- Document:
___

I committed it in r1885557. Perhaps If you did not commit r1884427,
I didn't work for it so quickly (yes, even this is quickly). Thank you.

Then I'll go ahead to resolve above issues.

Cheers,
-- 
Yasuhito FUTATSUKI <fu...@yf.bsclub.org>

Re: svn commit: r1884427 - in /subversion/trunk/tools/hook-scripts/mailer: mailer.py tests/mailer-t1.output tests/mailer-tweak.py

Posted by Stefan Sperling <st...@elego.de>.
On Fri, Jan 15, 2021 at 01:44:43AM +0900, Yasuhito FUTATSUKI wrote:
> On 2020/12/29 0:49, Stefan Sperling wrote:
> > On Tue, Dec 15, 2020 at 07:47:59PM +0900, Yasuhito FUTATSUKI wrote:
> >> As far as I read the code again, it seems this is already support
> >> locales other than C/C.UTF-8 if mailer.py is kicked with appropriate
> >> LC_CTYPE environment. The REPOS-PATH argment comes from sys.argv[2]
> >> already decoded in file system encoding (i.e. encoding corresponding
> >> to LC_CTYPE) and Python encodes it if access to file system. On the
> >> other hand, svn.repos.open() wrapper function accepts str and encode
> >> it to UTF-8 string, as the svn_repos_open() C API expects.
> >>
> >> Then I overlooked sys.argv[x] and cmd_args[x] in main() are
> >> already str.

___

- Information shown:
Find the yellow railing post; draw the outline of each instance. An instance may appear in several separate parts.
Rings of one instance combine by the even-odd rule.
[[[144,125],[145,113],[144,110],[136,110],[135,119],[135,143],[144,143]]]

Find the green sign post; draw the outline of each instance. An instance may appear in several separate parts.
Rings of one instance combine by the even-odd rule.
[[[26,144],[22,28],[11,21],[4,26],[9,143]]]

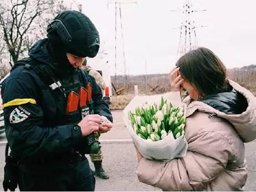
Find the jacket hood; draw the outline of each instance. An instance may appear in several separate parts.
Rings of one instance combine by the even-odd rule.
[[[61,46],[60,45],[59,46]],[[65,77],[71,75],[76,68],[72,66],[69,63],[68,58],[65,56],[65,53],[61,55],[61,60],[58,61],[54,60],[53,56],[53,50],[50,48],[48,39],[44,39],[36,42],[28,52],[28,55],[34,59],[43,63],[49,66],[52,69],[55,75],[59,77]],[[56,48],[58,49],[58,47]],[[60,50],[61,48],[57,50]]]
[[[248,90],[229,80],[233,90],[193,101],[190,96],[183,102],[189,104],[186,116],[196,111],[215,114],[233,124],[244,142],[256,138],[256,98]]]
[[[28,55],[40,62],[52,66],[54,61],[47,50],[47,39],[40,39],[37,41],[28,51]]]

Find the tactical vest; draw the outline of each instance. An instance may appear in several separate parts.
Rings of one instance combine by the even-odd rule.
[[[85,116],[94,113],[93,101],[91,98],[92,88],[90,79],[88,79],[86,85],[81,86],[78,75],[75,71],[72,76],[60,81],[55,77],[50,66],[39,63],[31,58],[26,58],[17,61],[11,71],[21,65],[24,66],[27,70],[33,70],[37,74],[43,82],[39,85],[43,92],[42,95],[47,98],[48,96],[54,97],[55,103],[58,105],[58,111],[54,121],[52,120],[49,122],[47,120],[48,117],[47,116],[43,121],[43,126],[78,124]],[[44,107],[49,107],[49,105],[44,106],[44,103],[40,103],[40,100],[43,99],[39,99],[38,105],[43,110]],[[45,101],[45,98],[43,100]],[[47,116],[47,114],[45,115]],[[100,149],[100,146],[95,139],[93,133],[84,137],[84,142],[75,149],[82,154],[97,153]]]

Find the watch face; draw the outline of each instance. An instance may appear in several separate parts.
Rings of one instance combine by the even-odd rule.
[[[78,125],[75,125],[73,127],[74,129],[75,129],[75,131],[78,130],[79,129],[79,128],[80,128],[79,126],[78,126]]]

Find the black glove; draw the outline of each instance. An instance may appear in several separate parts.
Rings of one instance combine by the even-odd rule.
[[[14,191],[18,186],[18,179],[20,169],[19,165],[13,157],[8,156],[6,158],[4,172],[3,190],[4,191],[7,191],[8,189],[11,191]]]
[[[7,143],[6,146],[6,165],[4,168],[3,187],[4,191],[7,191],[8,189],[11,191],[15,191],[18,186],[21,169],[17,160],[12,155],[8,154],[8,151],[9,145]]]

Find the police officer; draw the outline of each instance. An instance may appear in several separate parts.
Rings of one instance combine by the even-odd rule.
[[[83,69],[89,75],[93,77],[96,81],[96,83],[99,86],[101,90],[101,92],[103,92],[106,87],[104,80],[101,75],[96,70],[92,69],[87,63],[87,60],[85,58],[83,64]],[[95,139],[99,140],[100,134],[99,132],[95,132]],[[103,155],[101,150],[100,150],[99,153],[96,154],[90,154],[90,158],[91,162],[93,163],[95,170],[94,174],[96,176],[104,179],[107,179],[109,178],[109,175],[106,174],[104,169],[103,169],[102,162],[103,160]]]
[[[5,191],[17,183],[22,191],[94,191],[85,154],[99,147],[91,136],[108,131],[112,117],[95,79],[80,67],[85,57],[96,55],[99,45],[88,17],[64,11],[3,82],[11,159],[4,168]],[[108,120],[103,124],[101,116]]]

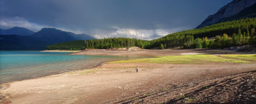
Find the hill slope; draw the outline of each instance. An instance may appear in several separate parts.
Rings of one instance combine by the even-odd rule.
[[[222,7],[216,13],[208,16],[205,20],[196,28],[199,29],[215,24],[221,19],[231,17],[236,15],[244,9],[251,6],[255,3],[256,3],[256,0],[234,0],[230,3]],[[234,19],[239,19],[235,18]]]
[[[29,36],[52,44],[77,40],[66,31],[50,28],[43,28]]]
[[[80,41],[79,42],[78,41],[73,41],[68,42],[62,42],[47,46],[47,49],[74,50],[74,48],[75,50],[82,50],[86,48],[109,49],[132,46],[137,46],[142,49],[150,49],[158,48],[161,44],[166,48],[170,47],[182,46],[184,44],[189,48],[223,48],[230,46],[231,45],[236,46],[256,44],[256,35],[255,32],[256,28],[256,18],[242,19],[216,24],[199,29],[177,32],[151,41],[124,37],[109,38]],[[213,40],[208,40],[205,39],[206,38],[201,38],[206,37],[214,37],[217,35],[223,35],[224,33],[229,36],[232,36],[234,33],[238,35],[236,35],[235,37],[232,37],[236,38],[235,39],[231,39],[231,37],[226,35],[227,36],[224,37],[227,39],[225,40],[225,40],[226,42],[228,42],[228,44],[225,44],[223,45],[222,44],[224,43],[220,41],[224,40],[221,39],[221,37],[219,36],[218,37],[218,38],[220,38],[219,40],[215,41]],[[237,37],[239,36],[242,37],[237,39]],[[250,37],[250,38],[248,38],[248,37]],[[200,38],[197,39],[197,38]],[[231,39],[234,40],[231,40]],[[205,42],[206,43],[204,43]],[[236,43],[233,44],[232,42]],[[197,46],[197,44],[199,46]],[[205,46],[204,46],[204,44]]]
[[[2,29],[0,29],[0,35],[15,34],[19,35],[28,35],[35,33],[35,32],[23,27],[15,27],[13,28]]]
[[[255,3],[250,7],[244,9],[236,15],[229,17],[223,18],[216,22],[216,23],[232,21],[236,19],[255,17],[256,17],[256,3]]]

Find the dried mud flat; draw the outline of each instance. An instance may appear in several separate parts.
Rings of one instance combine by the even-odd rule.
[[[181,53],[179,50],[161,50],[163,52],[154,54],[171,51],[169,54],[233,52],[185,50]],[[106,51],[108,50],[103,50]],[[119,51],[111,52],[116,51]],[[135,55],[138,54],[131,55]],[[137,65],[139,73],[136,73]],[[84,70],[2,84],[0,102],[254,103],[256,102],[256,68],[255,61],[250,64],[103,64]]]

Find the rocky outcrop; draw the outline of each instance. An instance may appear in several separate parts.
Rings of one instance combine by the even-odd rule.
[[[255,3],[256,0],[234,0],[222,7],[216,13],[208,16],[196,28],[209,26],[216,23],[222,19],[233,16]]]

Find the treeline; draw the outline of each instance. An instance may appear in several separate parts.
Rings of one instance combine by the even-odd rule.
[[[190,46],[186,43],[183,45],[183,48],[223,48],[231,46],[242,46],[247,45],[256,45],[256,33],[254,28],[251,29],[250,32],[248,29],[243,33],[239,29],[238,33],[234,33],[232,37],[224,33],[221,35],[217,35],[215,40],[208,40],[207,37],[202,38],[197,38],[193,41],[193,44]]]
[[[84,40],[75,40],[54,44],[46,46],[48,50],[83,50],[86,48]]]
[[[124,37],[73,41],[48,46],[46,49],[76,50],[132,46],[150,49],[160,46],[161,48],[167,48],[182,46],[184,48],[219,48],[247,44],[255,45],[255,28],[256,18],[242,19],[178,32],[151,41]],[[215,37],[215,40],[208,40],[207,37]]]
[[[166,35],[152,40],[150,48],[160,46],[161,44],[166,44],[167,47],[182,46],[186,44],[190,46],[194,39],[204,37],[212,37],[221,35],[224,33],[232,36],[233,33],[238,33],[239,29],[242,33],[247,30],[256,28],[256,18],[242,19],[211,25],[199,29],[183,31]]]

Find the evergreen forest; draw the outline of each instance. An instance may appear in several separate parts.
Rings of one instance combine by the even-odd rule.
[[[82,50],[133,46],[142,49],[163,49],[177,46],[182,46],[184,49],[223,48],[247,45],[255,46],[256,28],[256,18],[242,19],[178,32],[150,41],[121,37],[76,40],[48,46],[46,49]]]

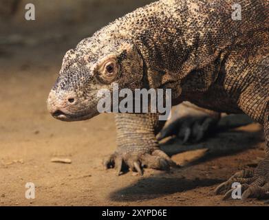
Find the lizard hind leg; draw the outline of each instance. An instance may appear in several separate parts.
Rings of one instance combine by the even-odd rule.
[[[269,111],[265,116],[264,134],[266,158],[259,162],[255,170],[246,170],[235,173],[215,189],[216,194],[224,192],[224,199],[230,198],[231,192],[234,190],[234,188],[231,188],[232,184],[239,182],[243,190],[242,199],[249,197],[269,199]]]
[[[220,113],[189,102],[175,107],[172,118],[158,135],[158,140],[175,135],[182,144],[198,142],[215,128]]]

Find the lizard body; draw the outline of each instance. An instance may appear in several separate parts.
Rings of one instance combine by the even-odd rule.
[[[242,7],[241,21],[231,18],[234,3]],[[268,14],[266,0],[161,0],[138,8],[67,52],[49,96],[49,111],[65,121],[91,118],[98,114],[98,91],[111,91],[116,82],[120,89],[171,89],[174,104],[189,101],[215,111],[246,113],[264,126],[266,158],[255,171],[237,173],[216,192],[230,194],[231,179],[241,180],[244,198],[265,197]],[[118,148],[105,165],[114,164],[120,173],[125,163],[140,173],[141,166],[175,166],[158,148],[156,134],[164,122],[157,116],[117,114]]]

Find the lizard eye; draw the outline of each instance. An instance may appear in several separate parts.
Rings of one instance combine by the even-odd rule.
[[[110,60],[105,65],[104,77],[107,79],[114,78],[118,72],[118,68],[116,60]]]
[[[113,74],[114,72],[114,64],[113,63],[108,63],[106,67],[105,67],[106,71],[108,74]]]
[[[114,58],[110,58],[99,67],[99,79],[105,83],[111,83],[117,77],[119,67]]]

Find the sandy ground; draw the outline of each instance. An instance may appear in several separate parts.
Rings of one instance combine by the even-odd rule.
[[[147,169],[143,177],[118,177],[104,170],[102,160],[116,148],[114,116],[66,123],[46,109],[64,54],[88,31],[80,30],[72,36],[67,31],[47,38],[25,33],[0,45],[0,206],[264,206],[256,199],[224,201],[213,194],[218,184],[264,155],[256,124],[199,144],[170,142],[163,148],[184,165],[170,173]],[[72,164],[52,163],[54,157]],[[34,199],[25,197],[27,182],[36,186]]]

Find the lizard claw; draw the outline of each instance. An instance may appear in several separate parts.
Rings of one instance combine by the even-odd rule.
[[[103,166],[105,169],[115,168],[117,175],[122,173],[123,167],[143,175],[143,168],[161,170],[169,170],[171,167],[179,167],[164,152],[157,149],[150,153],[115,153],[105,158]]]
[[[231,188],[232,184],[238,182],[241,187],[241,199],[248,198],[269,199],[269,178],[266,168],[266,160],[260,162],[255,170],[246,170],[237,172],[226,182],[221,184],[215,190],[216,194],[224,193],[223,199],[231,198],[235,188]],[[238,188],[237,188],[238,189]]]
[[[160,141],[175,135],[182,144],[191,141],[198,142],[217,124],[219,114],[208,113],[186,104],[180,104],[175,116],[158,134]]]

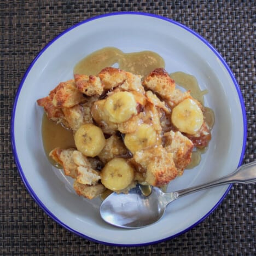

___

- Parts of the exercise:
1/ In the Subversion mailing-list thread, where does the REPOS-PATH argument come from?
2/ Carry on the Subversion mailing-list thread from its final line.

- Task-by-task answers:
1/ It comes from sys.argv[2], already decoded in the file system encoding.

2/
> >>
> >> Perhaps it needs (although the last hunk is not nessesary):
> > 
> > Yes, indeed. If python already encodes arguments to strings then this
> > patch looks correct to me. It also works as expected in my testing.
> I revised the patch and checked in UTF-8 locale. Now it seems it works
> with post-revprop-change, post-lock and post-unlock hooks.
> 
> If this patch is OK, then I'll do:
> 
> (1) Make it support Python 2 again, to merge it to 1.14.x.
> (2) Fix an issue to encode Unicode paths in Subject header.
> (3) Fix an issue of max line length in Subject header.
> 
> Perhaps (2) and (3) will be resolved at the same time.

Yes, in my opinion this patch is OK.
The mailer.py test is still passing and your changes look fine to me.

Thank you! My experience with python2/3 conversion is limited, and your
help with this is much appreciated.

Regards,
Stefan

> Cheers,
> -- 
> Yasuhito FUTATSUKI <fu...@yf.bsclub.org>

> Follow up to r1884427: mailer.py: Additional fix for Python 3 support 
> 
> * tools/hook-scripts/mailer/mailer.py
>   ():
>    - Don't include StringIO.
>    - import locale for output class 'StandardOutput'.
>   (main): Don't decode cmd_args[x], because they are already str.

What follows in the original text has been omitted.